◆ **MATERIAL TO PROCESS**
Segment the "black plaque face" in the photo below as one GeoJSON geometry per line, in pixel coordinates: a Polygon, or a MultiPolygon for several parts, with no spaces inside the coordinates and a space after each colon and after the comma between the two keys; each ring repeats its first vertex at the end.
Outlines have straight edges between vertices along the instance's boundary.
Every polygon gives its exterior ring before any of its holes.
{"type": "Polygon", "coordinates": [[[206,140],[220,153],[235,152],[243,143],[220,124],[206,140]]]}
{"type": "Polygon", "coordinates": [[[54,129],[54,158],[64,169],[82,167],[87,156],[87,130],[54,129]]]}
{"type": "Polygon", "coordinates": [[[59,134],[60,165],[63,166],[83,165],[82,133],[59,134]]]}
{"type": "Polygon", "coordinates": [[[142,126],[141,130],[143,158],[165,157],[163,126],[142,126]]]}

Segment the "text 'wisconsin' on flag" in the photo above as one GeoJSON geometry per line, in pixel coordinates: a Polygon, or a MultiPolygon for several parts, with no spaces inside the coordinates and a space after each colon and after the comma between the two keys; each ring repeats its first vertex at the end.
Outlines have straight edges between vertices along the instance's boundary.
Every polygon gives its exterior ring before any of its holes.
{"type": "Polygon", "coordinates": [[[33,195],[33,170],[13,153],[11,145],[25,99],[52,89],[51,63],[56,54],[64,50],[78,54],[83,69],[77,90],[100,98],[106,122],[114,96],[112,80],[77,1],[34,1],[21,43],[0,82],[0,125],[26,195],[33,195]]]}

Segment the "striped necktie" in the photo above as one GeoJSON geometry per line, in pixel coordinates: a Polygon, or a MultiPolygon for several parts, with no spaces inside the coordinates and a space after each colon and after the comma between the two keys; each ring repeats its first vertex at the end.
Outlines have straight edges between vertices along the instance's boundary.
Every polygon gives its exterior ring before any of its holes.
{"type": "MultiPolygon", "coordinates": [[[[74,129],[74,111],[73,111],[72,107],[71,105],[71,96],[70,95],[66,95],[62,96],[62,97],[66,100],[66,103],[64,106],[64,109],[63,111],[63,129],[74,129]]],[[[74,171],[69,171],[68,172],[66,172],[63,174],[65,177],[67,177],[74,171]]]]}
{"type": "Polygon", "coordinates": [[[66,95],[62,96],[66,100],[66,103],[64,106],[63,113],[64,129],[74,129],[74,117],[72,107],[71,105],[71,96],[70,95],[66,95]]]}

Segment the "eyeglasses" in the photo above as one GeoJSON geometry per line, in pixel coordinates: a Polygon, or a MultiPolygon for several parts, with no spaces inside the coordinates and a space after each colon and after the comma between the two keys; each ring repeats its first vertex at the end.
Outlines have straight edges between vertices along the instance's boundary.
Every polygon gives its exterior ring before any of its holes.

◆ **EXERCISE DIRECTIONS**
Pull out every line of the entries above that contains the string "vertex", treating case as significant.

◆ **RESULT BELOW**
Segment the "black plaque face" in the photo below as one GeoJSON geometry per line, in pixel coordinates: a Polygon, or a MultiPolygon for several parts, with no spaces inside the coordinates and a space after each colon and after the comma between the two keys; each ring repeats its first vertex at the end.
Segment the "text 'wisconsin' on flag" in the photo above as one GeoJSON geometry per line, in pixel coordinates: a Polygon, or a MultiPolygon for several parts, with no spaces inside the coordinates and a space after each colon and after the comma between the two keys; each ring repeats its first vertex at the end.
Segment the "striped necktie" in the photo above as one GeoJSON geometry per line, in pixel coordinates: a Polygon, or a MultiPolygon for several parts, with no spaces inside the coordinates and a space after each colon and after the comma between the two keys; each ring repeats its first vertex at the end.
Segment the "eyeglasses" in the photo above as one GeoJSON geometry per line, in pixel coordinates: a Polygon, or a MultiPolygon for several parts, with no spaces inside the coordinates and a space after each colon and after the comma between the two keys; each ring repeats its first vertex at the end.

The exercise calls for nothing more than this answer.